:: RECORD EXCERPTS

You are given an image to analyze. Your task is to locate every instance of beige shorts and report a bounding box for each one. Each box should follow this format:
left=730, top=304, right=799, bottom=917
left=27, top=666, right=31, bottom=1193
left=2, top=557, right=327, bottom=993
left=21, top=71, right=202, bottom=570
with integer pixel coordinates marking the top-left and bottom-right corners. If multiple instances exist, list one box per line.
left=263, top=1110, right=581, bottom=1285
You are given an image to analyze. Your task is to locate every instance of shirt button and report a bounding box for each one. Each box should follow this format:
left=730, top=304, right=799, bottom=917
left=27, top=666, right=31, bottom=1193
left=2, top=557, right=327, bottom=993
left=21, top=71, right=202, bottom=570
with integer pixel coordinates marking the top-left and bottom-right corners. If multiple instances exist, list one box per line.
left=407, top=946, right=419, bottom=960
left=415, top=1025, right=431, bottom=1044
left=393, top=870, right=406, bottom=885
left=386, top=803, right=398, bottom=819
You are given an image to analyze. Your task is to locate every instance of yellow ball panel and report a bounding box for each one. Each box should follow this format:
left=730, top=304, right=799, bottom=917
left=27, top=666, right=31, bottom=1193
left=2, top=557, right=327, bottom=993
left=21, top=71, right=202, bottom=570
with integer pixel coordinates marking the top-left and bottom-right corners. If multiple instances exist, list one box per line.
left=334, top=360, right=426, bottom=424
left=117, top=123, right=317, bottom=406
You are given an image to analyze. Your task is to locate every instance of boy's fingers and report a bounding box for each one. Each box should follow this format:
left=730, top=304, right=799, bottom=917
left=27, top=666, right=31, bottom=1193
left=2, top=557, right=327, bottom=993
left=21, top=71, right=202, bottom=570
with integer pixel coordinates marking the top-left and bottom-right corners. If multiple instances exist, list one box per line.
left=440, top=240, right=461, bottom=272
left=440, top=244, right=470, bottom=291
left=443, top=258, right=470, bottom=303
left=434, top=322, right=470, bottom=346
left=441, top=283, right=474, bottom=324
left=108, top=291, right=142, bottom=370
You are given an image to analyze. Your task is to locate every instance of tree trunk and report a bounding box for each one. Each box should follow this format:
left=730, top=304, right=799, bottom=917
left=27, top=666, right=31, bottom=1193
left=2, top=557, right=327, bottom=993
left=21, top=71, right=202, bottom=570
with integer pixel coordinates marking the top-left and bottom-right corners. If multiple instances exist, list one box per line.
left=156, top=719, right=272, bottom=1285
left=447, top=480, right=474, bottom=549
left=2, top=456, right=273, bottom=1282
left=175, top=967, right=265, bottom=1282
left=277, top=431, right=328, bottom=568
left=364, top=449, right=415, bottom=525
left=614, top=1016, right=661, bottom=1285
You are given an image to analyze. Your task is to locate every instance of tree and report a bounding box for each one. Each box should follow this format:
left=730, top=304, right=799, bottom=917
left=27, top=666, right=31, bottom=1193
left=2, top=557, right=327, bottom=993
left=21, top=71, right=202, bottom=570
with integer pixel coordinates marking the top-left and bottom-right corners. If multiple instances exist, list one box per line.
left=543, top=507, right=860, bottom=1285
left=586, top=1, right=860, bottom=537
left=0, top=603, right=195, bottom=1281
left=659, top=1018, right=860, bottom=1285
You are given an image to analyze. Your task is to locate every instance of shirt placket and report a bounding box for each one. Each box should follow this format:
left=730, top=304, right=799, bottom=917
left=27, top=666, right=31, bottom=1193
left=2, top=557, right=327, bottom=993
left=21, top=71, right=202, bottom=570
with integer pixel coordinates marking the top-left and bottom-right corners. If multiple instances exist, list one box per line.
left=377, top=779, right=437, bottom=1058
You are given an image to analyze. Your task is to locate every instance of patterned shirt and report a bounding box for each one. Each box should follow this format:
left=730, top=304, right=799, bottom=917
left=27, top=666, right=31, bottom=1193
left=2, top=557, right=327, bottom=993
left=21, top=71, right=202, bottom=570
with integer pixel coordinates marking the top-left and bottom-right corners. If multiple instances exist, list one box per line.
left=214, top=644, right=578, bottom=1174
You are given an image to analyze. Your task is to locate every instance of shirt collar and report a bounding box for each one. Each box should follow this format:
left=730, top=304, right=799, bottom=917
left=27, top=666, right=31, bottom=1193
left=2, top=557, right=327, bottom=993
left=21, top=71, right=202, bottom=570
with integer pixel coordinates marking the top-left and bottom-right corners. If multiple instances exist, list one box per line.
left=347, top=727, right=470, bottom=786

::::

- _WHAT IS NEEDED_:
Retype the data shown above so that each line matches the original.

- _RESPONSE TO THE TASK_:
You are given an image to analyze. Your task is to locate every instance of beige shorts and report a bounding box for each one. Each box should follow this format:
left=730, top=304, right=799, bottom=917
left=27, top=666, right=31, bottom=1193
left=2, top=557, right=327, bottom=993
left=21, top=71, right=202, bottom=570
with integer pixel coordinates marking the top-left and bottom-right corners. If multiple instances exist, list one box per line.
left=263, top=1110, right=581, bottom=1285
You are given an image to analyze. Your task is to locate every instance of shirt button and report a bounding box for each one. Each box should follow this format:
left=730, top=304, right=799, bottom=917
left=27, top=666, right=31, bottom=1193
left=2, top=557, right=327, bottom=993
left=21, top=71, right=202, bottom=570
with integer pixel coordinates marking the top-left and bottom-right corners. If multiple instances exist, list one box per line.
left=407, top=946, right=419, bottom=960
left=415, top=1025, right=431, bottom=1044
left=393, top=870, right=406, bottom=885
left=386, top=803, right=398, bottom=819
You are given an image to analyze. Your task is to locate every instance of yellow ball panel and report a bounding box for each one. Each box should follow this format:
left=730, top=304, right=799, bottom=917
left=27, top=666, right=31, bottom=1193
left=2, top=557, right=327, bottom=993
left=21, top=71, right=202, bottom=570
with integer pixel coordinates marking the top-left and bottom-right corners. If multiple instances exist, list one box per line.
left=334, top=360, right=426, bottom=424
left=117, top=123, right=317, bottom=406
You are given an image to analyze. Your task is to locate every instance of boy's fingers and report a bounding box for each one. Each box should follow this format:
left=730, top=304, right=799, bottom=917
left=27, top=666, right=31, bottom=1193
left=2, top=557, right=327, bottom=993
left=21, top=71, right=202, bottom=570
with integer pixel coordinates marking the top-left and bottom-right corners. If multiple instances exist, list one box per line.
left=440, top=240, right=461, bottom=272
left=440, top=244, right=470, bottom=291
left=443, top=258, right=470, bottom=303
left=434, top=322, right=470, bottom=346
left=441, top=283, right=474, bottom=324
left=108, top=291, right=142, bottom=370
You are given an image to analyze. Your task is to locate every instance of tree trunk and report a bounding box for each one. Each box should follow this format:
left=730, top=304, right=799, bottom=917
left=27, top=666, right=31, bottom=1193
left=2, top=557, right=327, bottom=993
left=21, top=71, right=202, bottom=570
with integer pixel coordinates marking the top-left and bottom-right corners. If multiple instances exist, list one box per line.
left=156, top=719, right=272, bottom=1285
left=447, top=480, right=474, bottom=549
left=2, top=456, right=273, bottom=1282
left=175, top=967, right=265, bottom=1282
left=277, top=431, right=328, bottom=568
left=364, top=449, right=415, bottom=525
left=614, top=1016, right=661, bottom=1285
You are given an image to analyze. Your task is to locate every instance of tree and report a bounding box for each one. Each box should follow this format:
left=730, top=304, right=799, bottom=917
left=27, top=666, right=31, bottom=1193
left=2, top=557, right=327, bottom=993
left=21, top=71, right=202, bottom=570
with integer pixel coordinates marking the top-left and bottom-right corners. If multiple instances exist, list one box per line.
left=543, top=507, right=860, bottom=1285
left=586, top=1, right=860, bottom=537
left=0, top=603, right=195, bottom=1281
left=659, top=1018, right=860, bottom=1285
You are given an image to analyze. Your task is to locate every instance of shirt placket and report a bounding box for each one. Each box should follow this format:
left=730, top=304, right=799, bottom=917
left=27, top=666, right=31, bottom=1193
left=2, top=557, right=327, bottom=993
left=21, top=71, right=202, bottom=570
with integer pixel coordinates marking the top-left and bottom-right corners. If multiple instances exist, list one box per line.
left=377, top=779, right=437, bottom=1058
You are given an image to analyze. Your task is to locate every instance of patterned shirt and report a bounding box for each one. Each box should follow this format:
left=730, top=304, right=799, bottom=917
left=27, top=666, right=31, bottom=1193
left=2, top=557, right=327, bottom=993
left=21, top=71, right=202, bottom=570
with integer pixel coordinates marking the top-left and bottom-right corners. If multiple instances exist, list one box per line.
left=214, top=644, right=578, bottom=1174
You are given an image to analyze. Your task is to locate every instance of shirt collar and report a bounding box for each one. Each box should follow this format:
left=730, top=304, right=799, bottom=917
left=27, top=666, right=31, bottom=1193
left=2, top=557, right=327, bottom=993
left=21, top=71, right=202, bottom=570
with integer pixel coordinates marking the top-left and bottom-right corners. If multiple instances exist, list one box per line.
left=347, top=727, right=470, bottom=786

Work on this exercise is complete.